[Given instruction]
In the records below, rescale the part that opens with the line containing "Please pin the blue" and closes with the line containing "(1211, 386)". Reproduce only those lines, requests included, with each coordinate in the answers multiplied by 0.9 and rounded to a whole number, halves rounded up.

[Given data]
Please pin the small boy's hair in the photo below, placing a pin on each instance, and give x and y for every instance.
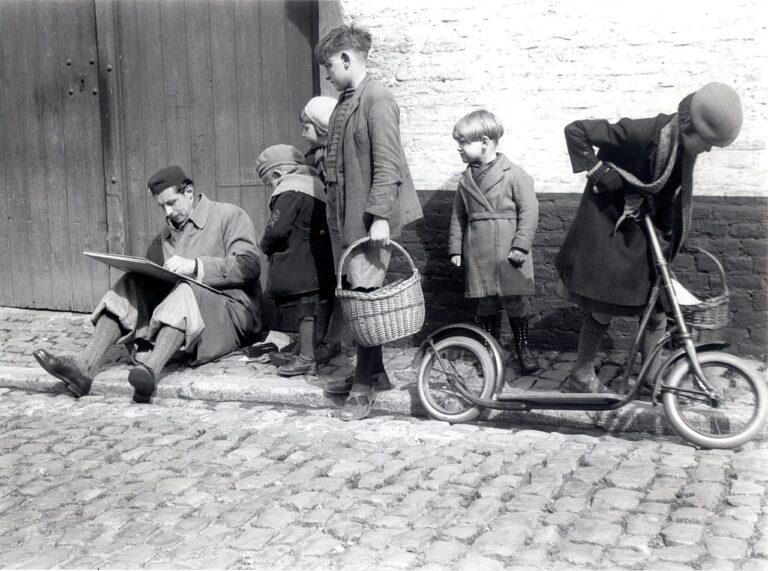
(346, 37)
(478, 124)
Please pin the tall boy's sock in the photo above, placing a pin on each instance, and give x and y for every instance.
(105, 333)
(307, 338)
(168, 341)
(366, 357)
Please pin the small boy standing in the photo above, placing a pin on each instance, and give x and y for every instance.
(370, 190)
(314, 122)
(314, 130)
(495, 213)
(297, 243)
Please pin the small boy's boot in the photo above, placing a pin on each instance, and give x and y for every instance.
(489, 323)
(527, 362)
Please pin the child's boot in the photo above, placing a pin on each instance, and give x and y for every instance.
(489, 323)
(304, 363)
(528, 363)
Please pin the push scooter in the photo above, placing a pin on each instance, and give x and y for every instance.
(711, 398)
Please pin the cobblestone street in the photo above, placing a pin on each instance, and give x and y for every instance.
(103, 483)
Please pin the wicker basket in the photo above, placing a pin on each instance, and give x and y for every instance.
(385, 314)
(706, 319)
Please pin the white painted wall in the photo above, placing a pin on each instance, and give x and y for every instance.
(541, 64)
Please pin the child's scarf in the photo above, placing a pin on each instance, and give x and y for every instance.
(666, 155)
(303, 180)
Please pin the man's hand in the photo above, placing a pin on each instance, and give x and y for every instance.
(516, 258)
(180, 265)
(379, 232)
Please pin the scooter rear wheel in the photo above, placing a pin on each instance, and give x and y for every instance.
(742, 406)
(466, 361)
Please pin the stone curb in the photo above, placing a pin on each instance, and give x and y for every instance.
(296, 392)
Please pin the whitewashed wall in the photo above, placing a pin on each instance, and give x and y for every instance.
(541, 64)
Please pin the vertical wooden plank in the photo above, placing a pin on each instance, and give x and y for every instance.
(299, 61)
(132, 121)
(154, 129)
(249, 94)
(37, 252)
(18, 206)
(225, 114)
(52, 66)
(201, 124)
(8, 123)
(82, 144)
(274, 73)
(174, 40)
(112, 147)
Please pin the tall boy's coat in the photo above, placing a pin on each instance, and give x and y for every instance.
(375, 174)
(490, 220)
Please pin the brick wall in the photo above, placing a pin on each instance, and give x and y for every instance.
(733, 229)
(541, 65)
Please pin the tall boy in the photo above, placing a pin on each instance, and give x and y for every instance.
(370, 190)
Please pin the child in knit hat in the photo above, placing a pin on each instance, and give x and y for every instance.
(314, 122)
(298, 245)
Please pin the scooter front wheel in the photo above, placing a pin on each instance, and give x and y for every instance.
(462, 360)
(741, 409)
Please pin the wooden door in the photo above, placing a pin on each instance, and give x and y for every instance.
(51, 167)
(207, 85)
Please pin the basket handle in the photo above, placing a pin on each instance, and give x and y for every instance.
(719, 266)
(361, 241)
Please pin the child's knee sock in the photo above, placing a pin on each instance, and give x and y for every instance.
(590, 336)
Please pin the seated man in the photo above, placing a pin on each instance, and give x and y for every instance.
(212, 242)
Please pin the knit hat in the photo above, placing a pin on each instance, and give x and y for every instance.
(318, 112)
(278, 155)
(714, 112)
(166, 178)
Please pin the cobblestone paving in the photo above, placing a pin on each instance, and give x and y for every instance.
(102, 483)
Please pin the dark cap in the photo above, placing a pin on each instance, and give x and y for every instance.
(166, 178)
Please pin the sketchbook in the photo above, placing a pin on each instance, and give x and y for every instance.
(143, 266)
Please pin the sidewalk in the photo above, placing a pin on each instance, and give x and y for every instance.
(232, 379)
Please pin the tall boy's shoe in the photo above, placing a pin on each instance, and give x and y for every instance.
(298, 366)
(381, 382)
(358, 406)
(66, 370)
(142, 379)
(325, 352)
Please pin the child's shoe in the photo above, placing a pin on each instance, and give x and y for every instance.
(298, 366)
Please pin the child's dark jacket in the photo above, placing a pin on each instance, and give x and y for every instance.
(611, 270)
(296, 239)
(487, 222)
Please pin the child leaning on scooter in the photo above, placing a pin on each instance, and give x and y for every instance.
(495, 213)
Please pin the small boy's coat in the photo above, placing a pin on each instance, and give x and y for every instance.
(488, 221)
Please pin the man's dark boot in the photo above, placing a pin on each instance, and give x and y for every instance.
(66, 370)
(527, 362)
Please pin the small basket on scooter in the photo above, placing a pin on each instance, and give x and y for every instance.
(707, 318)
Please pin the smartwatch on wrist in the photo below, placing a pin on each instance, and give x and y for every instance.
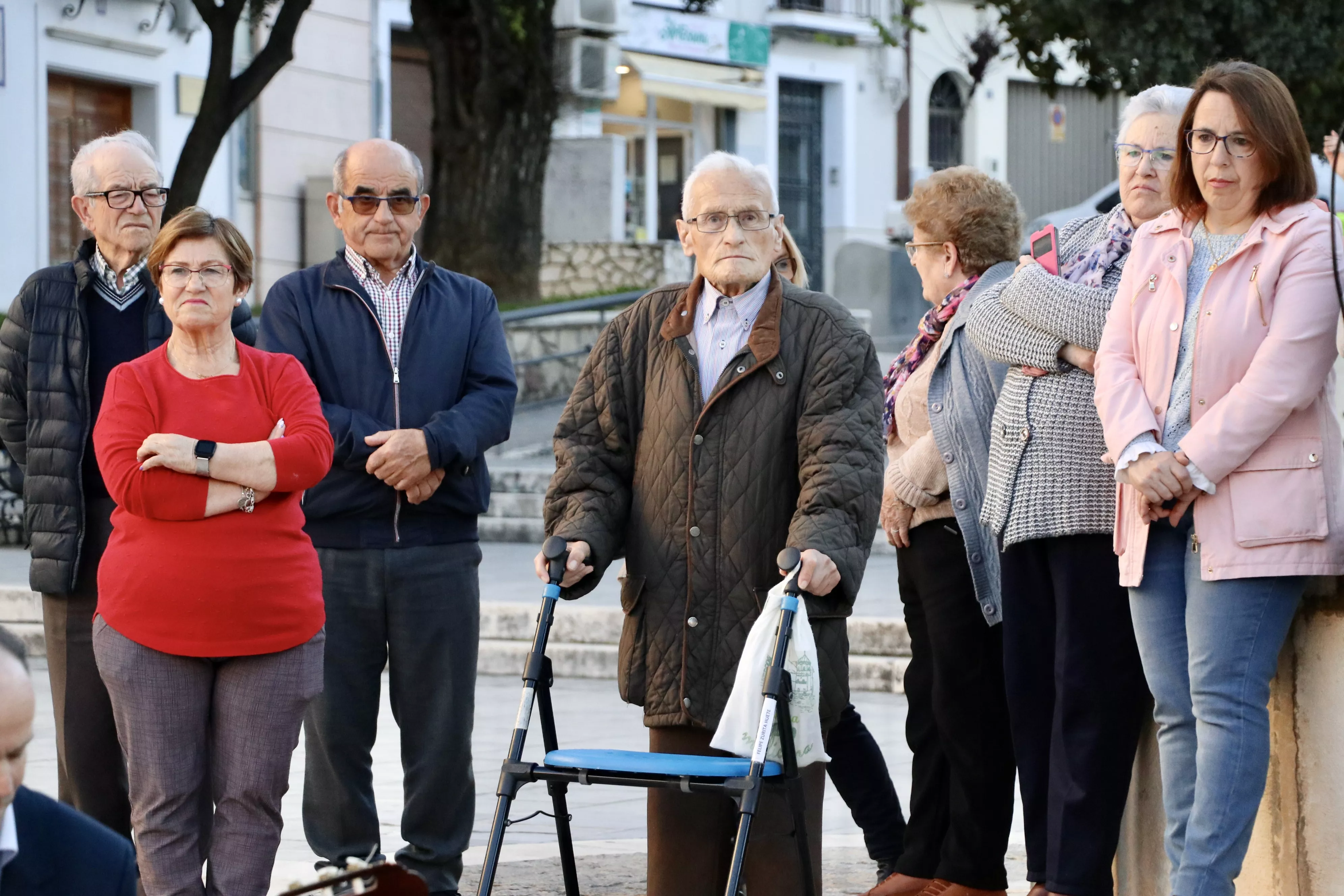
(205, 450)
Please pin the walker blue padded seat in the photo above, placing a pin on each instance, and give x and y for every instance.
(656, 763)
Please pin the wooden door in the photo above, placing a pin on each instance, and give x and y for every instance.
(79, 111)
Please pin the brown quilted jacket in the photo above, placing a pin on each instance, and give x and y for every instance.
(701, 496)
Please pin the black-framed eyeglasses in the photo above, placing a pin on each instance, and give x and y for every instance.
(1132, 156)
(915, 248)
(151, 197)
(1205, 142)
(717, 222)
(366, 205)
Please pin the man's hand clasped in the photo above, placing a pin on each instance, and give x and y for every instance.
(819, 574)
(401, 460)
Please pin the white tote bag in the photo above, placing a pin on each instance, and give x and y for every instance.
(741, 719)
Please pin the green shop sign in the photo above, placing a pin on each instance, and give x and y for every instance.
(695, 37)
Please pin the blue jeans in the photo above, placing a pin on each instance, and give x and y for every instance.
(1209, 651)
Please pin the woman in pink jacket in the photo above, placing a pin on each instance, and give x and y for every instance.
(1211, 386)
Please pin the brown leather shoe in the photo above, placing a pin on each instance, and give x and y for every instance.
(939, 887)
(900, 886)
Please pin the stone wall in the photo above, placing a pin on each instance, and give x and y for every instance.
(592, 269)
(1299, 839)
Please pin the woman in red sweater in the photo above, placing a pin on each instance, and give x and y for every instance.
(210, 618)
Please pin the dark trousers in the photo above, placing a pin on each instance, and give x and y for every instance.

[Exercise result]
Please pin the blue jeans in the photo above, placing a pin on each instance, and give x and y for every instance.
(1088, 586)
Please pin the woman in pink jacket in the photo above, placing a pin on each instance, and give x and y for every instance.
(1090, 347)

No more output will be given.